> Selection:
————————

Animation & direction

Weight: 15%
8.5

Anno's direction is exceptional in its use of stillness, prolonged silences, telephone-pole shots, and repeated cuts to create discomfort and interiority — the elevator scene between Asuka and Rei is a masterclass in tension through inaction. Early Angel battles are fluidly animated, but the notorious budget collapse toward the end forces still frames, recycled footage, and text-on-black in the finale. Directorial genius partially undermined by production limitations.

Cultural impact

Weight: 5%
10.0

Evangelion permanently reshaped anime, deconstructing the mecha genre and inspiring decades of psychological and meta-aware works. Its imagery, merchandising empire, and the Rebuild films cement it as a foundational text, and its influence on creators from Bones to Trigger is inescapable. Few titles are as definitive of the medium's cultural footprint.

Synopsis (from MAL)

————————

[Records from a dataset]
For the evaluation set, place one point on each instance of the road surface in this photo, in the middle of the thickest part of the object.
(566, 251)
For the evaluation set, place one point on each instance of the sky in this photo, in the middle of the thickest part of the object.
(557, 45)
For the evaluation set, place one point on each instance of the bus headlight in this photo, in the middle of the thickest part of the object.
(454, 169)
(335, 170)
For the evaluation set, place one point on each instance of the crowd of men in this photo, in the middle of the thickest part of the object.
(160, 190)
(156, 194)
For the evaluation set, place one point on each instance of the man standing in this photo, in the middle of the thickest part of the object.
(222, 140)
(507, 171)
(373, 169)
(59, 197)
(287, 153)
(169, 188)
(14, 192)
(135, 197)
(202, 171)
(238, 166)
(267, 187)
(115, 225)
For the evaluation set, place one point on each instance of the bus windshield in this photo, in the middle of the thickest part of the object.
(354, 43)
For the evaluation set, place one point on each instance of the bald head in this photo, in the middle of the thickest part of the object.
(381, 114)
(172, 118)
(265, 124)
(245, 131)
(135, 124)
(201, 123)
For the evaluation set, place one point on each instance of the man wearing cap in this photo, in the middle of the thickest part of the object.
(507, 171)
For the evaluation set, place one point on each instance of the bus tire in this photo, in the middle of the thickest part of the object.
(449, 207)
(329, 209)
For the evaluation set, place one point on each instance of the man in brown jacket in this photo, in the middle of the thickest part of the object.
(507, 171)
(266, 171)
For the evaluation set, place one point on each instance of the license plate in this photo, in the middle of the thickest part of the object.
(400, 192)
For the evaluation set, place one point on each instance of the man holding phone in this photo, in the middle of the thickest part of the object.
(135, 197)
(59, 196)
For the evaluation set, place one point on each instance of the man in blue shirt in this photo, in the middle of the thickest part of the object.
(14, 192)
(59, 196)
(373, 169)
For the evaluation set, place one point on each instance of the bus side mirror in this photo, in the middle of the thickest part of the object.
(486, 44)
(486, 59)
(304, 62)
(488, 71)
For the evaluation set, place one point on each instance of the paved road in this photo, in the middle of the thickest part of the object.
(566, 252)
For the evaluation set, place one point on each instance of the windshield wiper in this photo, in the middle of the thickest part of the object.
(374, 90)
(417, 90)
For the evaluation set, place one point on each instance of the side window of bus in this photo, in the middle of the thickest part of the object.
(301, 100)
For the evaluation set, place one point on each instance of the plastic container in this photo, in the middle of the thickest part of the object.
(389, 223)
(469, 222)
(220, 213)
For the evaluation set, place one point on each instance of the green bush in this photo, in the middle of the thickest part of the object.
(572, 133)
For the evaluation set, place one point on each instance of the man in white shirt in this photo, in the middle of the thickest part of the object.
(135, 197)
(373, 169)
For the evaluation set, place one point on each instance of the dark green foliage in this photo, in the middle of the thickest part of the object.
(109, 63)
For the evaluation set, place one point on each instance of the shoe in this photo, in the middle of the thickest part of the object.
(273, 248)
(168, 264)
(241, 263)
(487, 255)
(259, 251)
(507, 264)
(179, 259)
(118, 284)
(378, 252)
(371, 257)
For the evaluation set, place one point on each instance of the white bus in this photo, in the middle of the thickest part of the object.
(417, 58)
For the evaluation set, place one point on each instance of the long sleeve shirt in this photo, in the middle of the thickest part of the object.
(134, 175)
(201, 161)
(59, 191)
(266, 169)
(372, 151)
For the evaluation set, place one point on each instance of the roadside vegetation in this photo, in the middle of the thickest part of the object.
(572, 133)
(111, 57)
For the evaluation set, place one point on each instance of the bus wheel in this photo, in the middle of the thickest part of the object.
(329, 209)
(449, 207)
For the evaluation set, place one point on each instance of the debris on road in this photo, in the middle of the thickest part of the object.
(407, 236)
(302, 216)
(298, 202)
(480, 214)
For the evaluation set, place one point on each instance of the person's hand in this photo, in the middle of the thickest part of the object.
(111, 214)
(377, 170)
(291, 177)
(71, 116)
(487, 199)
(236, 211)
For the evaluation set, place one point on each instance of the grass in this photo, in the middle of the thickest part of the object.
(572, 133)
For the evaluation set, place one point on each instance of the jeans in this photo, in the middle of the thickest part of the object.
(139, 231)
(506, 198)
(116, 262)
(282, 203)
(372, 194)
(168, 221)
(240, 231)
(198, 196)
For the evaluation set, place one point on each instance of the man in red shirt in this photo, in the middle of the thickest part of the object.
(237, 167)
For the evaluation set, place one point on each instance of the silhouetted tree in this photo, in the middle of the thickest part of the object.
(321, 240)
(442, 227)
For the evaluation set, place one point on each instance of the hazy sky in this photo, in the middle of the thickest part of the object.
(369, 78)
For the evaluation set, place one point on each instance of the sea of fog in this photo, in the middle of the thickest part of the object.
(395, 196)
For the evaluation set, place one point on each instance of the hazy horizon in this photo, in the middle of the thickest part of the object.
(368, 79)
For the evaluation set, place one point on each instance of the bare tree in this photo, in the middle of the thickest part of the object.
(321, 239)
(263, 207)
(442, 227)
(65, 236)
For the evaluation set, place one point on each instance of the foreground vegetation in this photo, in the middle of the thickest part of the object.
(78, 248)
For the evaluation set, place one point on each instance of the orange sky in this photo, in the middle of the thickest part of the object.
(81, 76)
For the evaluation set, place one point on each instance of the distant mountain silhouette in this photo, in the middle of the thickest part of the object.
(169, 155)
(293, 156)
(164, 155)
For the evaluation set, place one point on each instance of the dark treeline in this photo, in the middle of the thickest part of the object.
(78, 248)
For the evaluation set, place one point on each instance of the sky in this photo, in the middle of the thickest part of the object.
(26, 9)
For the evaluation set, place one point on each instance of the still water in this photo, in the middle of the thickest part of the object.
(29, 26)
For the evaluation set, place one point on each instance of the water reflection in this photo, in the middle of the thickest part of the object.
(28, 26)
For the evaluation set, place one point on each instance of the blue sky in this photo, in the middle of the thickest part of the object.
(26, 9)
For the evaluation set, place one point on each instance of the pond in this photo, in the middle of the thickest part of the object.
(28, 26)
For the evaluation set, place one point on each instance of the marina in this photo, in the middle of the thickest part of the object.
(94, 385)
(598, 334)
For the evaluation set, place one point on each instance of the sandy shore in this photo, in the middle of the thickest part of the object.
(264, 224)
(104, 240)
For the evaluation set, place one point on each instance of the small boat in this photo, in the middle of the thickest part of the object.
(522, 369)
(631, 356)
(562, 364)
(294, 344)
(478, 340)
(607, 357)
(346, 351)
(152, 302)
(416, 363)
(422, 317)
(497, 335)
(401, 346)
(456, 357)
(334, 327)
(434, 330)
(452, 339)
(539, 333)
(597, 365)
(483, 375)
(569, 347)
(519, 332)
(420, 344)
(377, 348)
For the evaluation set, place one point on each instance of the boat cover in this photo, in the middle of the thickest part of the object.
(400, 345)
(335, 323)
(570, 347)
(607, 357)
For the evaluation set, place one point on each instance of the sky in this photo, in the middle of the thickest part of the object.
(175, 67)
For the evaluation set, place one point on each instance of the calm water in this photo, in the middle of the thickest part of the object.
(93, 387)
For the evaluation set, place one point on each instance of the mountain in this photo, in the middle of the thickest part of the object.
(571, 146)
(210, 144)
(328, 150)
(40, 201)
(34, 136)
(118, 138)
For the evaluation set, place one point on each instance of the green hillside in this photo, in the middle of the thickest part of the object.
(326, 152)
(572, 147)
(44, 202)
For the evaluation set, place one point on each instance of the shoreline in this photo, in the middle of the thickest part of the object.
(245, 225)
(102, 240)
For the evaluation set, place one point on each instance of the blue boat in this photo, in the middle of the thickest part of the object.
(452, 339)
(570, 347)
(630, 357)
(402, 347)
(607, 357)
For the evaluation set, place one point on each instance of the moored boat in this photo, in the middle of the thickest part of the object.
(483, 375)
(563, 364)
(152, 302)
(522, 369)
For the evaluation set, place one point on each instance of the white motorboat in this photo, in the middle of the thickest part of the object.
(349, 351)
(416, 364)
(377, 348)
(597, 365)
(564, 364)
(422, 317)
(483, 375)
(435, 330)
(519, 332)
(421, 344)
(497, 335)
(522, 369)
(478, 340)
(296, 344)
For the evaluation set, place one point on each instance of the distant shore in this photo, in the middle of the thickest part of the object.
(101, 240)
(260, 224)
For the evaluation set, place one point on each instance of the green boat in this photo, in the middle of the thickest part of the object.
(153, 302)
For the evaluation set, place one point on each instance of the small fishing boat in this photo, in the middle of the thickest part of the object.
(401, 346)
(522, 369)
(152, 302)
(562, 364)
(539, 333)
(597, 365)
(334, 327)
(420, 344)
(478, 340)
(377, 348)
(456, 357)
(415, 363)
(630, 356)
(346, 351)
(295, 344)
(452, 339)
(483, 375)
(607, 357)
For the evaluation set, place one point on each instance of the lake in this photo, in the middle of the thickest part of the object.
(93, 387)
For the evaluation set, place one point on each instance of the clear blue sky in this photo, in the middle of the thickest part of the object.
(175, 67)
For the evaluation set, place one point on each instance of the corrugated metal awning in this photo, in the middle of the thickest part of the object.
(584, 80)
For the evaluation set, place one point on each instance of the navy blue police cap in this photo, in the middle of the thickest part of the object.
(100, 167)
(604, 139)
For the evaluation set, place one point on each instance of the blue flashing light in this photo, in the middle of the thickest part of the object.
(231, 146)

————————

> Complete the following:
- 1) Answer these questions from the Evangelion review:
(a) What weight does the review assign to cultural impact?
(b) Which scene does the review call a masterclass in tension through inaction?
(c) What score does animation and direction receive?
- 2) Report how many lines of the records contain the string "shirt", matching case exactly. Give only the number.
The text and the records have nothing to do with each other.

> Problem solutions:
- 1)
(a) 5%
(b) The elevator scene between Asuka and Rei
(c) 8.5

- 2) 4